Exercise brief - Find each line in the records below that contains the word "building", and copy it out.
---------- Raw data ----------
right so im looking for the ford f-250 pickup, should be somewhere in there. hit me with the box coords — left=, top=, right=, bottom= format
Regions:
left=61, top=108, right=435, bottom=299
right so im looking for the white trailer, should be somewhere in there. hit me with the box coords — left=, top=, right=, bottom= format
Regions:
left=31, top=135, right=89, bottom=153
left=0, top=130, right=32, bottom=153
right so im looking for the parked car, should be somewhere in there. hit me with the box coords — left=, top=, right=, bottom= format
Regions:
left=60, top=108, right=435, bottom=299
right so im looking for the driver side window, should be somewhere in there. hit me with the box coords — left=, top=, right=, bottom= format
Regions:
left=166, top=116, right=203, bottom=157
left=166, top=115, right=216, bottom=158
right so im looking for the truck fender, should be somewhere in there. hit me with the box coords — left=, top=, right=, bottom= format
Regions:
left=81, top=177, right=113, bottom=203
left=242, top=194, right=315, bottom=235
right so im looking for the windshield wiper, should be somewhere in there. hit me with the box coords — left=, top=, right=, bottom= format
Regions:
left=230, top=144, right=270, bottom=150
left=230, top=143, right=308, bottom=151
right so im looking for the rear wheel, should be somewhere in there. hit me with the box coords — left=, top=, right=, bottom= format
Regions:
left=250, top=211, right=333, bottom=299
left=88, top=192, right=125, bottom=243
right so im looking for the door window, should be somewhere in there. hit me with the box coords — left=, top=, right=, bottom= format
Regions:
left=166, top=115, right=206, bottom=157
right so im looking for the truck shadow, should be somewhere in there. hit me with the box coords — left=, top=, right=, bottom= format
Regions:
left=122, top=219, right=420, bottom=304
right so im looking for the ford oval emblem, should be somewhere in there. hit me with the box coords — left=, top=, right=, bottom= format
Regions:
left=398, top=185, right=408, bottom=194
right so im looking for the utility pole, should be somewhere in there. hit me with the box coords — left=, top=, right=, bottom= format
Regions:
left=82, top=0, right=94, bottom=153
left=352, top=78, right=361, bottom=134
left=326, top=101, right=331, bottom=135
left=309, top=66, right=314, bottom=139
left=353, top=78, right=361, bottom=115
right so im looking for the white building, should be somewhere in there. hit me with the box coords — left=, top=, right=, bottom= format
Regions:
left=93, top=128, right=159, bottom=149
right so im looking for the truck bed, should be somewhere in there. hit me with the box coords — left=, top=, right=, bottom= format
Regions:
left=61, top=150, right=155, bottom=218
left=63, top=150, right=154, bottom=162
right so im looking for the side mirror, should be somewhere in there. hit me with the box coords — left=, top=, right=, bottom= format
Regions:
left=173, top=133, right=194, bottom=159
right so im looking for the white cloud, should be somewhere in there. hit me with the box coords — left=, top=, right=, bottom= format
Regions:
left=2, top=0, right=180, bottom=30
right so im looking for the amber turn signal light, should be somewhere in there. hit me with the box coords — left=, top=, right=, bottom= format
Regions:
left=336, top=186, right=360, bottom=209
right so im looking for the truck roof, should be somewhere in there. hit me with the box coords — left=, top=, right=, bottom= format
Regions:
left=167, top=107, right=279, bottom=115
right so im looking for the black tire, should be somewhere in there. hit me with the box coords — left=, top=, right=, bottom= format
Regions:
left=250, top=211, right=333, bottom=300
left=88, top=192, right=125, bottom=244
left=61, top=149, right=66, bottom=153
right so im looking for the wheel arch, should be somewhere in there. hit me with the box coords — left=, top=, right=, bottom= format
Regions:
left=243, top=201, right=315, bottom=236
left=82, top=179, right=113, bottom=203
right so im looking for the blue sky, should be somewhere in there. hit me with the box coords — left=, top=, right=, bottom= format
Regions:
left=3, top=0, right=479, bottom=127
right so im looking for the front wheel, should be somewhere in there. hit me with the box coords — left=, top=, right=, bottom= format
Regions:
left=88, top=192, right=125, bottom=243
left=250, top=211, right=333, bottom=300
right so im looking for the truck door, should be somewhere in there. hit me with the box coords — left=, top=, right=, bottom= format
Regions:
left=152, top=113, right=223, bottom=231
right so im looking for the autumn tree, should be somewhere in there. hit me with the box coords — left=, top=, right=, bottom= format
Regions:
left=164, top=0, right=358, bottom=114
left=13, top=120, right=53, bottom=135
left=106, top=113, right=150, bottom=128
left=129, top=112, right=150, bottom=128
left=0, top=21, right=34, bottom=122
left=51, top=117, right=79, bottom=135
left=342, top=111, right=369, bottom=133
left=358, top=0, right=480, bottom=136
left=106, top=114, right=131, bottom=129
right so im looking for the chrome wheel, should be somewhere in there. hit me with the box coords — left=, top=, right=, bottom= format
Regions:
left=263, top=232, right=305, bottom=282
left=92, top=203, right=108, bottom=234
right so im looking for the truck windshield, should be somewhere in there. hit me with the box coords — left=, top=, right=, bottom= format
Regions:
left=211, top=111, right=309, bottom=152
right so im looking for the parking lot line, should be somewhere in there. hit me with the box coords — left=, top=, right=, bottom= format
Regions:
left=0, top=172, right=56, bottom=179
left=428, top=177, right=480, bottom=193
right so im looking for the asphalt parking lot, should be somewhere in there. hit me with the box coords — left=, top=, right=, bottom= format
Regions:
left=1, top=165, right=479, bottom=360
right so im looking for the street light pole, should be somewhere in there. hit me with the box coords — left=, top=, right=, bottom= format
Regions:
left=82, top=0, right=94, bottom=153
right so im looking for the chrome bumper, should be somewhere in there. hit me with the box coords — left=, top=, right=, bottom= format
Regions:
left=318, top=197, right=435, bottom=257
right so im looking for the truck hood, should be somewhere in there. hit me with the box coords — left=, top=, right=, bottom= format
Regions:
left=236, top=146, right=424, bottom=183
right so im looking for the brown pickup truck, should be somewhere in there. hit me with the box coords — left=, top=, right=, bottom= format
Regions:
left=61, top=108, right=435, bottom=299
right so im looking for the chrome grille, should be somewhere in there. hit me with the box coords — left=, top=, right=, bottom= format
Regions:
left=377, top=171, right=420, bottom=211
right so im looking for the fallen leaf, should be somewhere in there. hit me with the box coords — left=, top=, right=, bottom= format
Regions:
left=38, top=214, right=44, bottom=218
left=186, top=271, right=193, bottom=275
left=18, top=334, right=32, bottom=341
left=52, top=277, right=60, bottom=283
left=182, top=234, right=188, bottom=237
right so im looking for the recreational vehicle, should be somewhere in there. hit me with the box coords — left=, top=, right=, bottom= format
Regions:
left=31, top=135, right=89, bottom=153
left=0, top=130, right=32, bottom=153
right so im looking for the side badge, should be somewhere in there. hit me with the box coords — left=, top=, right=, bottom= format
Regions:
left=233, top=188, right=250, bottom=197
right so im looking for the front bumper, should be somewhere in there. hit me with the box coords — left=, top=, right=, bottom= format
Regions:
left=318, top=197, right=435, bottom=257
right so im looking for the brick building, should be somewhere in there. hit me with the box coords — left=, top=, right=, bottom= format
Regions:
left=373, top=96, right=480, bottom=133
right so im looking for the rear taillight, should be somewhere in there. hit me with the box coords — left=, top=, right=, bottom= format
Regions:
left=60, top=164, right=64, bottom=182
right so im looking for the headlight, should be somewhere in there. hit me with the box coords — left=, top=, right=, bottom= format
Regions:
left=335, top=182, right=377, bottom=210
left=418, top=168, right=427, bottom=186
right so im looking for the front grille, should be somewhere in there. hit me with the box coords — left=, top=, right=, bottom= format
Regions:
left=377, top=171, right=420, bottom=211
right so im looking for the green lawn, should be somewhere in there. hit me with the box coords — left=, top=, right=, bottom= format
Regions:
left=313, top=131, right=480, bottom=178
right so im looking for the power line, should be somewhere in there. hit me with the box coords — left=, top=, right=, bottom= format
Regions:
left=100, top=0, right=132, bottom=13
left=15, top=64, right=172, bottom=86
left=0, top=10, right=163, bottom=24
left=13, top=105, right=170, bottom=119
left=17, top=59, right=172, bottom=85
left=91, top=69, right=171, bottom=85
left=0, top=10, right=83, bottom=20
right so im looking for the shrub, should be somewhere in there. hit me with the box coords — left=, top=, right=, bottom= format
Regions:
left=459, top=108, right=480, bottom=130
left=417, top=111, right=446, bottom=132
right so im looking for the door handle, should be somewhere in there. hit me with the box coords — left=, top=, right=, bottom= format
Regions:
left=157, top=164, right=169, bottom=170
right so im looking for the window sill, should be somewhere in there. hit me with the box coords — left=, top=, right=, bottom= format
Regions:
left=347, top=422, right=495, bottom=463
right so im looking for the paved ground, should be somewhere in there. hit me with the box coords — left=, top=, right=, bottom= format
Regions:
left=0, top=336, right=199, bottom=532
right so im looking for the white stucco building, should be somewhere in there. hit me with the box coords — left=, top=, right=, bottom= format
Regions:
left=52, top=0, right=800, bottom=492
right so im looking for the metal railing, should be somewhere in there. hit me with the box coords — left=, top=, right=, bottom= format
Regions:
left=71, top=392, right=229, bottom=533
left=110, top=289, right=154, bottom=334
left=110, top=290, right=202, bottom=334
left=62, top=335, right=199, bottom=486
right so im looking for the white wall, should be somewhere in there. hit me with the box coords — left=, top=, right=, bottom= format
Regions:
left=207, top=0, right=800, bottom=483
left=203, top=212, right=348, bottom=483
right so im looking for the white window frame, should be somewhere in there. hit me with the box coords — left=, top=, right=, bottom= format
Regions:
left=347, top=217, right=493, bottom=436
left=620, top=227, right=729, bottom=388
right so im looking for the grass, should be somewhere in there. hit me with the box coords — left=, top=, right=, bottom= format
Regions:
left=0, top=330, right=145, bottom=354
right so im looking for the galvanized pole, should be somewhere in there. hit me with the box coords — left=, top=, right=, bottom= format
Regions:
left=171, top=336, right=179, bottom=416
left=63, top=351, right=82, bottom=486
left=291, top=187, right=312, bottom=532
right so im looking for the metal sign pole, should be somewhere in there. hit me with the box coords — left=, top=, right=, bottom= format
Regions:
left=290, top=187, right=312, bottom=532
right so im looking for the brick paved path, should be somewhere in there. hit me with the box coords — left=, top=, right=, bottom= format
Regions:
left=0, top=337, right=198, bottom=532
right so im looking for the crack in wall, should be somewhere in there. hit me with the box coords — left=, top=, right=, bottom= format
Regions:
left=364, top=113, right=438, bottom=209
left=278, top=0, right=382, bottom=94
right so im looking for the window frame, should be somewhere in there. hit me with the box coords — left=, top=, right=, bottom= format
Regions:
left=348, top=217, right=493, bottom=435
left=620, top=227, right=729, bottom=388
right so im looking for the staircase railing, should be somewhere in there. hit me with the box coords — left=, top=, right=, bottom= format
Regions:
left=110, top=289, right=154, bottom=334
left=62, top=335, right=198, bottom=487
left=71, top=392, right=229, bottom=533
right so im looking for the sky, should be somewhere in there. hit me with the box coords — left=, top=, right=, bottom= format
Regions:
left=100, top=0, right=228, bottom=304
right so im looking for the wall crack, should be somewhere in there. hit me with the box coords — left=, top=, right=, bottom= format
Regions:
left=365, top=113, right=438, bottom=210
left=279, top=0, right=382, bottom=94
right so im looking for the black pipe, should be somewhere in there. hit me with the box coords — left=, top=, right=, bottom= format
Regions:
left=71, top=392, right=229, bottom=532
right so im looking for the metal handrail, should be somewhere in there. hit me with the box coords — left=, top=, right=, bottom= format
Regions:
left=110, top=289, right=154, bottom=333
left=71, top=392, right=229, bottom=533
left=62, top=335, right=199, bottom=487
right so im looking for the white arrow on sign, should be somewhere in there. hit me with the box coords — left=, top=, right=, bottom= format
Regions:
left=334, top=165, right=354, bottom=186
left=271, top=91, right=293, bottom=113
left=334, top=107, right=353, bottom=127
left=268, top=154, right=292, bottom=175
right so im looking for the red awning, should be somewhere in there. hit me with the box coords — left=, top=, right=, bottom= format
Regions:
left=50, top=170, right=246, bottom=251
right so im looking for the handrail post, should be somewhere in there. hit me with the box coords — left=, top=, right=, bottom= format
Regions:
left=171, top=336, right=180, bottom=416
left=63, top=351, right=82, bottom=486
----------
Result below -
right so im looking for the white building, should be somewhere in there. hit me with the box coords — left=, top=, right=, bottom= format
right so im looking for the brick building, should be somewhere in there. hit me with the box coords — left=, top=, right=, bottom= format
right so im looking for the white stucco building, should be somewhere in there. hit me with the box coords — left=, top=, right=, bottom= format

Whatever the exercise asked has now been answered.